# DOCUMENT TEXT
★ ★ ★

Appeals from the Circuit Court for Anne Arundel County (DUCKETT, J.).
The cause was argued before Brune, C. J., and Hammond, Prescott, Horney and Sybert, JJ.
HAMMOND, J., delivered the opinion of the Court.
Mortgagees sought a decree in personam for $11,195.02, the deficiency shown in the auditor's account after foreclosure. They had bought in the property and resold it several months later at a $9,000 profit. The chancellor charged them with half of this profit and with $1,500, the sum the mortgagors had paid on a deficiency after foreclosure of another mortgage they had made and the mortgagees had assumed, and entered a decree in personam for $5,195.00 (the two cents seem to have been overlooked). The mortgagees appealed.
In 1955 Louis and Mary Barattini bought from John and Mary McKenna a house at Bay Ridge in Anne Arundel
County at a price of $50,000. The purchase price was paid with $22,500 lent by a building association on a first mortgage, plus a $15,000 second mortgage from the Barattinis to the McKennas and the conveyance to the McKennas by the Barattinis of two properties, in which the Barattinis had an agreed upon equity of $12,500.
Mr. Barattini died in late 1955, a few months after the purchase of the Bay Ridge house. In May 1957 the McKennas foreclosed their $15,000 second mortgage and bought in the property at the sale on June 10, 1957, for $4,642.28, subject to the first mortgage balance of $19,357.72. An order nisi was passed on June 19, a certificate of publication was filed on July 17 and a final order of ratification was signed on July 23. The same procedure was followed as to the report and account of the court auditor, the final order of ratification being signed on October 16, 1957. No exceptions were filed to ratification of either the sale or the auditor's account.

★ ★ ★

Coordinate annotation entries
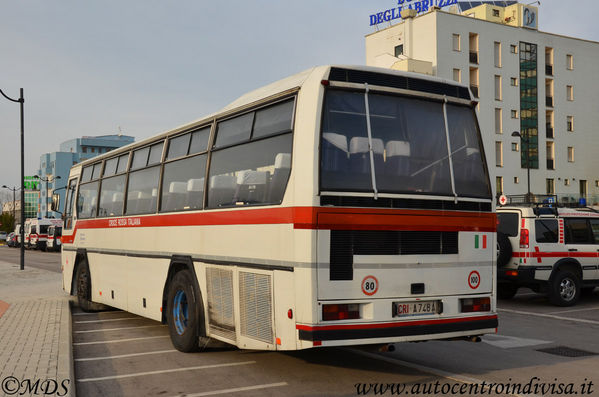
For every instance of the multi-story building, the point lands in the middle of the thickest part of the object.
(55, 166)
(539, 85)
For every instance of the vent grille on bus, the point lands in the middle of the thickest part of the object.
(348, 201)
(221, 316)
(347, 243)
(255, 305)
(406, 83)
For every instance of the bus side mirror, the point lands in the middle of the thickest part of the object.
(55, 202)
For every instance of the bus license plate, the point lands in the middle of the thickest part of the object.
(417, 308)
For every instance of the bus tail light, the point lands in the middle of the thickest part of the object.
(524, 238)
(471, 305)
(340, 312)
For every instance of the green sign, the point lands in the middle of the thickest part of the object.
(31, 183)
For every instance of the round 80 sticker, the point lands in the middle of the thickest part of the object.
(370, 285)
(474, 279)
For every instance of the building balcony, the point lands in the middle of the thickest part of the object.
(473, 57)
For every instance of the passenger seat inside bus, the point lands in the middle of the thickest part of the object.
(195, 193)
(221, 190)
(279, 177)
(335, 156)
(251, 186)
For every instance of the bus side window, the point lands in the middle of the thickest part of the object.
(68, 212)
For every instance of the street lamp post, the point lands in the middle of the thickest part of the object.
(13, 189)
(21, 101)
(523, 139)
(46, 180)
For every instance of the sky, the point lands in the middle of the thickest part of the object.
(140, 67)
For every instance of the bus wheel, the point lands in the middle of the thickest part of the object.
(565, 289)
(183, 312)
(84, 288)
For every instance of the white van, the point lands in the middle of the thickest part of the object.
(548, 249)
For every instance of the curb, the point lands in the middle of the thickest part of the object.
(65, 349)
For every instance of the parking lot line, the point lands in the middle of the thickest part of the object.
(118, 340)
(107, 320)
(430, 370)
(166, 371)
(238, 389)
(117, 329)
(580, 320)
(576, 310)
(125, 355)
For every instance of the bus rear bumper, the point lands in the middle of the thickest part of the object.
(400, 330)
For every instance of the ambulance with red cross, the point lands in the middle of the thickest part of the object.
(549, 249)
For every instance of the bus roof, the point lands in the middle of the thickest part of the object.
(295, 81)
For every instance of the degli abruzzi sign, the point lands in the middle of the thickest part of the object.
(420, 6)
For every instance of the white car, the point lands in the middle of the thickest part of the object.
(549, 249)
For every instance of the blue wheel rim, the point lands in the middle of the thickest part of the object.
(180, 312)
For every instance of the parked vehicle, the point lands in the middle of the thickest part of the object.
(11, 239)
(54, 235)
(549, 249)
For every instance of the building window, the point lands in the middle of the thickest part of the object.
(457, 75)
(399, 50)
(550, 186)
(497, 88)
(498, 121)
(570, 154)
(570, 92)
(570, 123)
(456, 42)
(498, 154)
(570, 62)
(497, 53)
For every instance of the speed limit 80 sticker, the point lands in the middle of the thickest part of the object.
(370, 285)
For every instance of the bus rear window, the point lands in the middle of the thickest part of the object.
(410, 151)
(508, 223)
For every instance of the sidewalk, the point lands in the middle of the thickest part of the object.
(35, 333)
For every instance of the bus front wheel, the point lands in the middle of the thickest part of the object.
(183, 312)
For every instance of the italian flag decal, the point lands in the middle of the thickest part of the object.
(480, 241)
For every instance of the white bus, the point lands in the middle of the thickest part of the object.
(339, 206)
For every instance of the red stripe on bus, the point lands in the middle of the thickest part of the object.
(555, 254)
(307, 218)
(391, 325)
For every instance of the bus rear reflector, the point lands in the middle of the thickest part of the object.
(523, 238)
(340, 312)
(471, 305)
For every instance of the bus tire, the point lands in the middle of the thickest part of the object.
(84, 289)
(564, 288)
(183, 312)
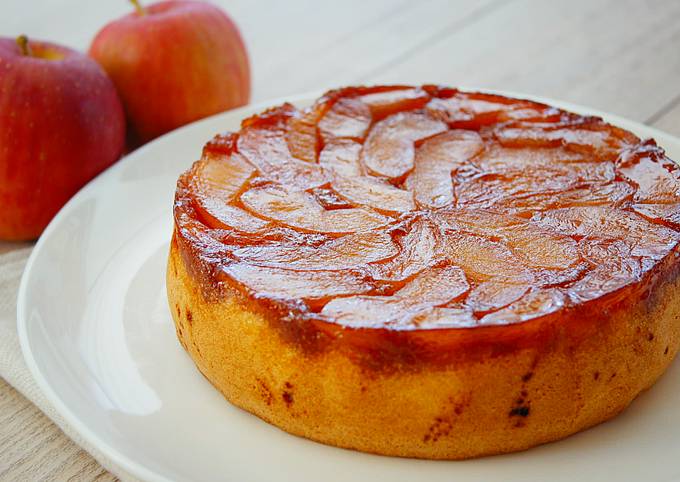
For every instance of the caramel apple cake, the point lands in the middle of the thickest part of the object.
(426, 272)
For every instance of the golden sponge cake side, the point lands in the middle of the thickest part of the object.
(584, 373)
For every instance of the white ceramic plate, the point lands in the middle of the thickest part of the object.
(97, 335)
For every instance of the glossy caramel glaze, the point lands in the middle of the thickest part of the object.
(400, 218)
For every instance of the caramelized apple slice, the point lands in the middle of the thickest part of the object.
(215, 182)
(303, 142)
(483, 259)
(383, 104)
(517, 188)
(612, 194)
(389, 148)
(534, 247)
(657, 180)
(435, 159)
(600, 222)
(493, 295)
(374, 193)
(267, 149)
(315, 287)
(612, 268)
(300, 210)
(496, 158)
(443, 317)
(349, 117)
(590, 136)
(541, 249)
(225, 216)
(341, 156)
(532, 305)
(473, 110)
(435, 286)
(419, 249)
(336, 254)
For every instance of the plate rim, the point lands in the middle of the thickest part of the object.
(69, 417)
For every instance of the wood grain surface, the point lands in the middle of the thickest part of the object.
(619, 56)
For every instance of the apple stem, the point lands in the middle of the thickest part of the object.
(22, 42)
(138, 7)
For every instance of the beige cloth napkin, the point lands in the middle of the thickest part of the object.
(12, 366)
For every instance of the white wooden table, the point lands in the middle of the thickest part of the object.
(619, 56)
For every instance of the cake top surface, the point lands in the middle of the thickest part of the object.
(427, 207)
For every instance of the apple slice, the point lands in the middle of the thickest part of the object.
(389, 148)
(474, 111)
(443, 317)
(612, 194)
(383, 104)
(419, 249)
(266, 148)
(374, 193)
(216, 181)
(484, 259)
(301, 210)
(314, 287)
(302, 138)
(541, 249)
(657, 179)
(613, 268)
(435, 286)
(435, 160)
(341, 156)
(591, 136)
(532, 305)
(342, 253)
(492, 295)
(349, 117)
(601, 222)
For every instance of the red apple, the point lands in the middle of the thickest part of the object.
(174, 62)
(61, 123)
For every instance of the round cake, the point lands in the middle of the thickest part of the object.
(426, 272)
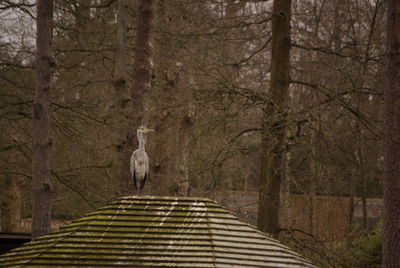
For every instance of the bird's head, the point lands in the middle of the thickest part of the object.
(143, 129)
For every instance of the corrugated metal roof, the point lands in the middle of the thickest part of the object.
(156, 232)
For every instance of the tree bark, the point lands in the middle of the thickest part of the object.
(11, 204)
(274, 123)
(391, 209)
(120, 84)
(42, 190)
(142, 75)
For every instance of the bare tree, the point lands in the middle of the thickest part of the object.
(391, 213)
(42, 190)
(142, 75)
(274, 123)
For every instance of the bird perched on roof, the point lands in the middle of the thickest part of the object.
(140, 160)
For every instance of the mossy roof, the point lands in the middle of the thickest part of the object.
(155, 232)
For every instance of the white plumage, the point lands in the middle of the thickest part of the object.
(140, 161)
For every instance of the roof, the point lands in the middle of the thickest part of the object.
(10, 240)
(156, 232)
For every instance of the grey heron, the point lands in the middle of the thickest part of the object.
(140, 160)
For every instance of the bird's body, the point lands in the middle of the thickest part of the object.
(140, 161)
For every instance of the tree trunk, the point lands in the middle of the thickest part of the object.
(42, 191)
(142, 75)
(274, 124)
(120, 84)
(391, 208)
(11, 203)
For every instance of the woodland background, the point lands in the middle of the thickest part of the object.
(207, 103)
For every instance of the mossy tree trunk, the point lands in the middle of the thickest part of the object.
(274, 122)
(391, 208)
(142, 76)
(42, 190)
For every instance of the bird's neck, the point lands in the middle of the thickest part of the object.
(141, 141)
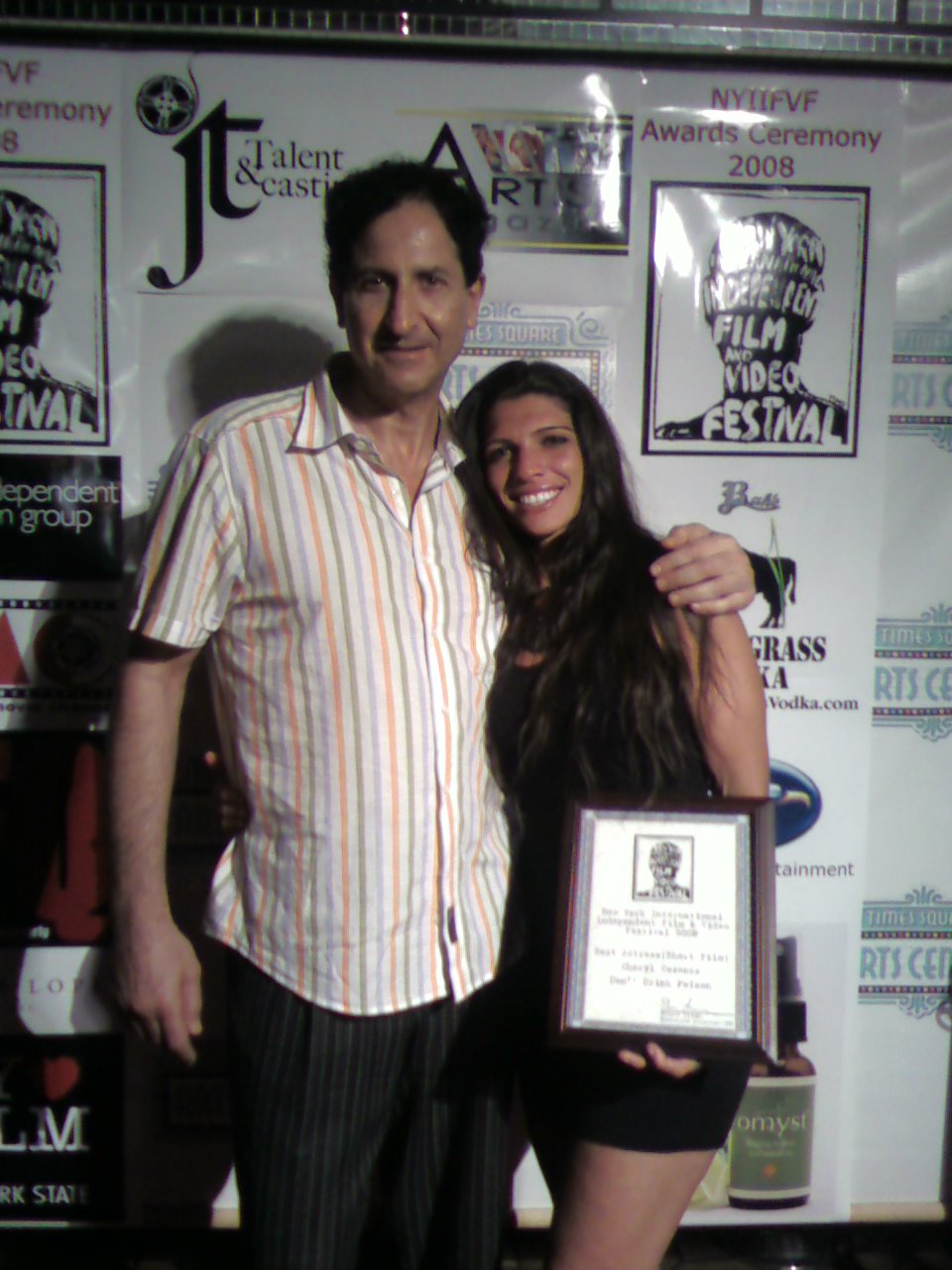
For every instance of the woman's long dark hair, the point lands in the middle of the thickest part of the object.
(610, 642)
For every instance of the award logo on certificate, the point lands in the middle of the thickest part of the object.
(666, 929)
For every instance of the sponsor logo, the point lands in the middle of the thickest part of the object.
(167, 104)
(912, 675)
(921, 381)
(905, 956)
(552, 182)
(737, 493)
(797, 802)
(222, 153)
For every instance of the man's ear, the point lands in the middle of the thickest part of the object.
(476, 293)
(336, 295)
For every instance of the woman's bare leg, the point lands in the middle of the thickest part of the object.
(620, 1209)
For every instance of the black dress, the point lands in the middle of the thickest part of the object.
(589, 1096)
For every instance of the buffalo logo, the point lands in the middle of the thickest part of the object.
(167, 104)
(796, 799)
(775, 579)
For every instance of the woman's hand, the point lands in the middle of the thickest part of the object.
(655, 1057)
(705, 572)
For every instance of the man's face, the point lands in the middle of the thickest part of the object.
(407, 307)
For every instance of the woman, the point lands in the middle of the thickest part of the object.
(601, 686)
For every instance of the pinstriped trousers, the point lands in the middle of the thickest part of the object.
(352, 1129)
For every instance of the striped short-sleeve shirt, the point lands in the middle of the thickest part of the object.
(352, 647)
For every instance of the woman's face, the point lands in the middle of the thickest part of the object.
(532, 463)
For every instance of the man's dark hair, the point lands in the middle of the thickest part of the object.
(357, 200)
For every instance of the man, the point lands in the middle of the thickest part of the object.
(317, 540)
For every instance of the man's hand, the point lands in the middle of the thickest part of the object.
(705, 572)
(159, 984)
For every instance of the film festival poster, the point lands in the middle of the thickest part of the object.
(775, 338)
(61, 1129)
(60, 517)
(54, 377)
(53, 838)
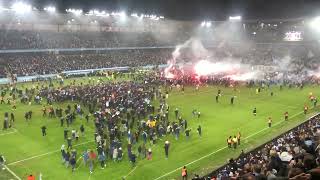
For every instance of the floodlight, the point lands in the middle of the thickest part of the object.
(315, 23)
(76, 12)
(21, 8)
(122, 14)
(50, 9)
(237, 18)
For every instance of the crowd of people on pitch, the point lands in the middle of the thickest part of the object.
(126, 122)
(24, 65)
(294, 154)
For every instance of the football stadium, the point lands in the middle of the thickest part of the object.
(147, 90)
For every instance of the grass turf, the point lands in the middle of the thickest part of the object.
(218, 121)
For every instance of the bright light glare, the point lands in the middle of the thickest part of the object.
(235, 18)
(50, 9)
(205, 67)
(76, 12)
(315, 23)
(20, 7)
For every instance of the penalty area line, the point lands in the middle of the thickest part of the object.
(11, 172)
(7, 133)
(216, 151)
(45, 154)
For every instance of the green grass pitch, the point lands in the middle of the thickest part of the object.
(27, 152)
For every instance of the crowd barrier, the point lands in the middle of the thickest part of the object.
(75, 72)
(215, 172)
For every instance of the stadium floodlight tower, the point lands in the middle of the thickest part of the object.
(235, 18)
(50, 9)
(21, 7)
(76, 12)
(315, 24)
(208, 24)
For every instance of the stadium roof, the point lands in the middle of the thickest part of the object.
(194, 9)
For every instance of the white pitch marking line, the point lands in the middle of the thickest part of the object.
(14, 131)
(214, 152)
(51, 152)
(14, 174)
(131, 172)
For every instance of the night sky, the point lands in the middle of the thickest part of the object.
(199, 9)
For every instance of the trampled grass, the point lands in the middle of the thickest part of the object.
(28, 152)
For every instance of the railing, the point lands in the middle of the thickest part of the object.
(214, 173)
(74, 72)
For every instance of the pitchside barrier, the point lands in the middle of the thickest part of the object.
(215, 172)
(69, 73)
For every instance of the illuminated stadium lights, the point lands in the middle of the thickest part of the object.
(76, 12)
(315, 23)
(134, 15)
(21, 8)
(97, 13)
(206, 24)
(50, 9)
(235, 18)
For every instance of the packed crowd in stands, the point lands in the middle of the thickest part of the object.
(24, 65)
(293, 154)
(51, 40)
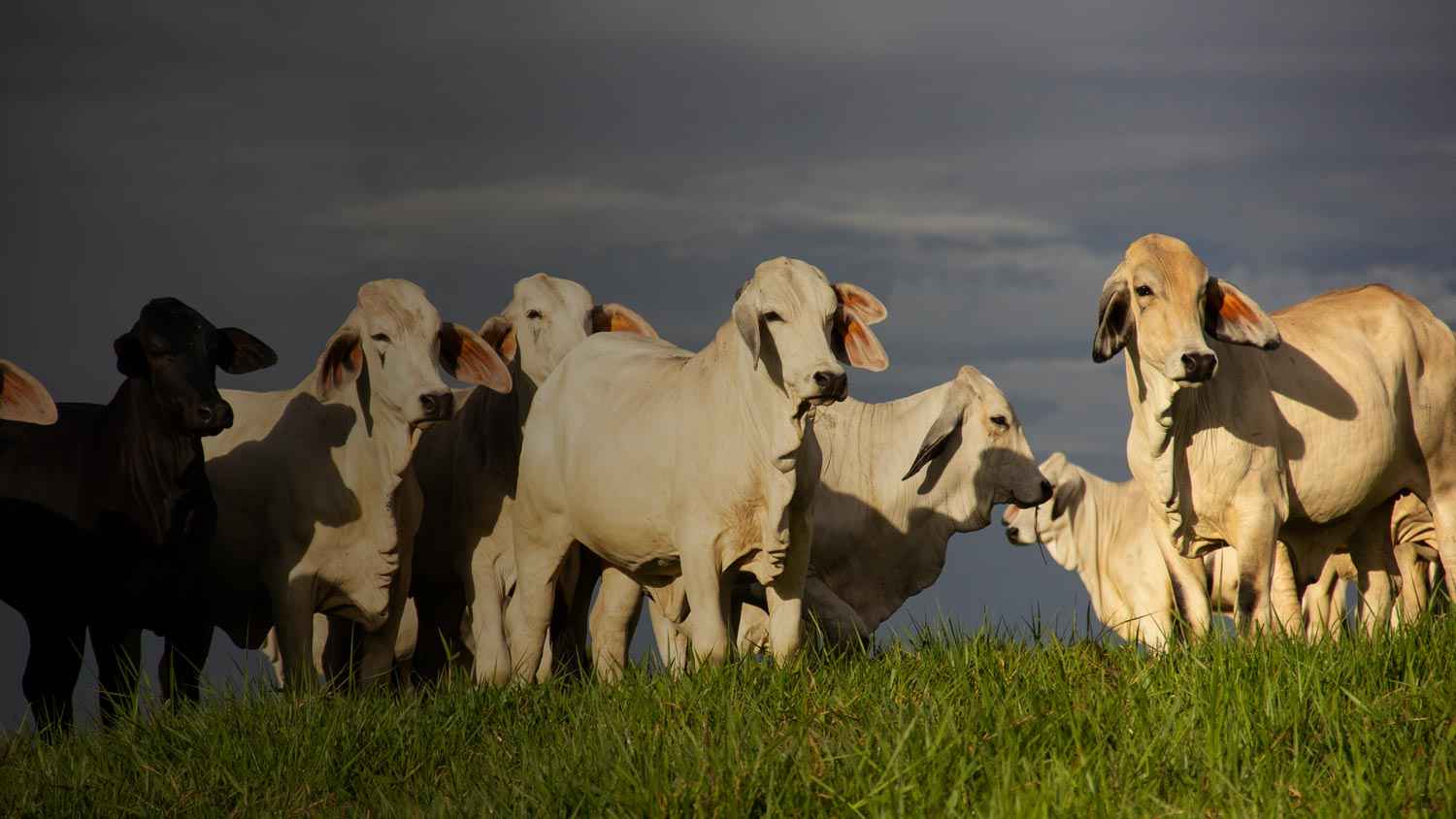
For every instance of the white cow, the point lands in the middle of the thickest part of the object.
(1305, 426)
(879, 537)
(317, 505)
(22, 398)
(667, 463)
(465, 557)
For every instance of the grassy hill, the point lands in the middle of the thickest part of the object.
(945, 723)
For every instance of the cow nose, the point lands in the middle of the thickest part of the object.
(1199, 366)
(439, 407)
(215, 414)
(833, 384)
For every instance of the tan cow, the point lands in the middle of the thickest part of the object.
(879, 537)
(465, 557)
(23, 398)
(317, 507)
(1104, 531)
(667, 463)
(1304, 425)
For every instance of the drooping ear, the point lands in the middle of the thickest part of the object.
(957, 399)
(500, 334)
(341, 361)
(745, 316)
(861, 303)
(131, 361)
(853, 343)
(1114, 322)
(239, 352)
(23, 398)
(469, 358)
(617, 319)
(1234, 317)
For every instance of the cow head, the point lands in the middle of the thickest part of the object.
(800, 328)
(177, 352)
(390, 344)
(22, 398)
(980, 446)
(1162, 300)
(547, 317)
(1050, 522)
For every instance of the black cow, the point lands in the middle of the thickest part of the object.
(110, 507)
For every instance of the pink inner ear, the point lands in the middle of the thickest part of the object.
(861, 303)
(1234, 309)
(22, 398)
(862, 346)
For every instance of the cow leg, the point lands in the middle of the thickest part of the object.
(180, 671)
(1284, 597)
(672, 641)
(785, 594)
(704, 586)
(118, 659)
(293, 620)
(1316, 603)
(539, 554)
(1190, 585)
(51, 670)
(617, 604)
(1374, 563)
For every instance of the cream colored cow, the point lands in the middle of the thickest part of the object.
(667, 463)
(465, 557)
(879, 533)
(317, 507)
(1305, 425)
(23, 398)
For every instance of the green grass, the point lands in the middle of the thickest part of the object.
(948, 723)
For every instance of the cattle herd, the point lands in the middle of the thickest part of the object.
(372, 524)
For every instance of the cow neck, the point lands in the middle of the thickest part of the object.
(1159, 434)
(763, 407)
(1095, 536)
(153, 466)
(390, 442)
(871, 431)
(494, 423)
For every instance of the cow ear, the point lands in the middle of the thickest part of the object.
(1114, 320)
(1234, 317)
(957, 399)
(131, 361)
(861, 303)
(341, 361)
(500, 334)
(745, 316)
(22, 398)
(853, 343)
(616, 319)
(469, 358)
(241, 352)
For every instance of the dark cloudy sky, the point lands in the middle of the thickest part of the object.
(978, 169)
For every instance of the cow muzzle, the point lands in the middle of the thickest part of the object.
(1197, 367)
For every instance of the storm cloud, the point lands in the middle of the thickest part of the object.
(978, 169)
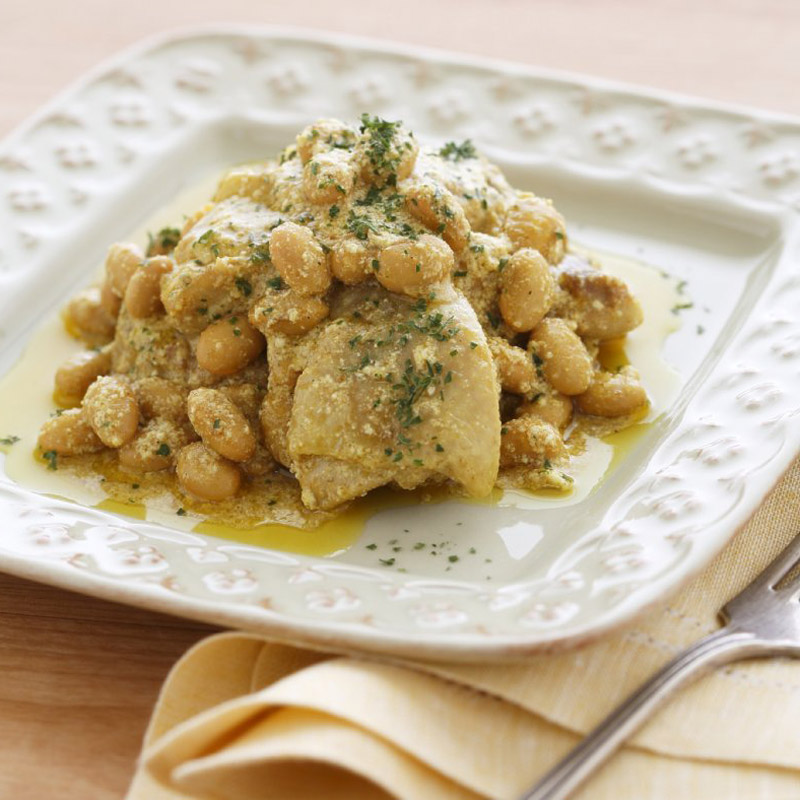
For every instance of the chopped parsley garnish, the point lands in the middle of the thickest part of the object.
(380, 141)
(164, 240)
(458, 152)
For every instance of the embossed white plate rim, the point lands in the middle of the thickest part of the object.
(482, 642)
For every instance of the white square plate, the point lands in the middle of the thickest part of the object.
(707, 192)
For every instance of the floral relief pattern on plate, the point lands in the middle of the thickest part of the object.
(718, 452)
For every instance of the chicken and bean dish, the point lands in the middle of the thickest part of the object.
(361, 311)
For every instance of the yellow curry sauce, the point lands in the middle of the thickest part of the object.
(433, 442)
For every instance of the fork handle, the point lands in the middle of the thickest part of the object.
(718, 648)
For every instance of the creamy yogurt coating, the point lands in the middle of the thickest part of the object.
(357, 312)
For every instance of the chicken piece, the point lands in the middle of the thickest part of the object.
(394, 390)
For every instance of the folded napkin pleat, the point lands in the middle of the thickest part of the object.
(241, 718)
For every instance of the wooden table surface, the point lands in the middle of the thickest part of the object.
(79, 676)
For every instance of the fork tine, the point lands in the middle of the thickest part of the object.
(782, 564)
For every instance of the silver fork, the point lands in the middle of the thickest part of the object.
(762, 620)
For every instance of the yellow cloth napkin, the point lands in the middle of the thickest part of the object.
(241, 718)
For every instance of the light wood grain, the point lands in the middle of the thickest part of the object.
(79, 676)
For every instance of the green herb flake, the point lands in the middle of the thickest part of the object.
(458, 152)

★ ★ ★

# TASK LIST
1) Which lines of the entries contain the string "slice"? Return each of those lines in full, treating case as significant.
2) Can you extend the court opinion on the foreclosure deficiency, picking up right after its last sentence?

# RESPONSES BY TASK
1)
For every instance of the caramelized apple slice, the point lands in the middle of the thickest part of the object.
For every instance of the apple slice, the point lands in the middle of the thickest part of the object.

2)
On October 24, 1957, the McKennas filed a petition seeking a decree in personam against Mrs. Barattini and the executor of Mr. Barattini for the $11,195.02 deficiency shown in the auditor's account. An answer was filed by Mrs. Barattini and Mr. Barattini's executor, which alleged (a) that the McKennas had bought in the property for $24,500 and resold it for $33,000 and had not suffered a loss as they had alleged; (b) that John McKenna, acting as a real estate broker pretended to be diligently trying to sell the property for Mrs. Barattini while, actually, he was hindering a sale; (c) that the Barattinis, as part of the purchase price of the Bay Ridge property, had conveyed to the McKennas certain lots on which they had previously given a mortgage of $19,000 to one Mary Porter, which the McKennas had assumed, on which foreclosure was threatened and a deficiency liability loomed so that it would be inequitable to grant the decree in personam under the circumstances.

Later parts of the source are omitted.